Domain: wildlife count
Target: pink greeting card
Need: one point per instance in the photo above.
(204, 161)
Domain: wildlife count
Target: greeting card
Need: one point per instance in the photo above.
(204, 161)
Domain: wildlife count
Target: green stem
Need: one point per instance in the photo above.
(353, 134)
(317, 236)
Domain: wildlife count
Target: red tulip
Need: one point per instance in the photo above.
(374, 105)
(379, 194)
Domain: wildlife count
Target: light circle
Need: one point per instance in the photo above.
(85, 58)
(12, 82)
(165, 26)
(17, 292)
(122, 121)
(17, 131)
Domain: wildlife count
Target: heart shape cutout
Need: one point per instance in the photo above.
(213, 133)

========================================

Directions for this task
Give the full listing above again, exactly as it was presented.

Completed exercise
Domain: wildlife count
Target: pink greeting card
Need: one point per instance in the photo above.
(204, 161)
Domain: wildlife count
Target: greeting card
Need: one point per instance in the photo above.
(204, 161)
Domain: wildlife count
Target: green stem
Need: one point per instance in the photo above.
(353, 134)
(317, 236)
Domain: wildlife count
Target: red tulip
Need: one point per instance in the photo above.
(374, 105)
(379, 194)
Domain: wildlife count
Target: light circle
Need: one point per instance in the photo above.
(85, 58)
(12, 82)
(165, 26)
(17, 292)
(122, 121)
(17, 131)
Domain: wildlife count
Target: heart shape cutout
Need: one point per instance in the photo above.
(213, 133)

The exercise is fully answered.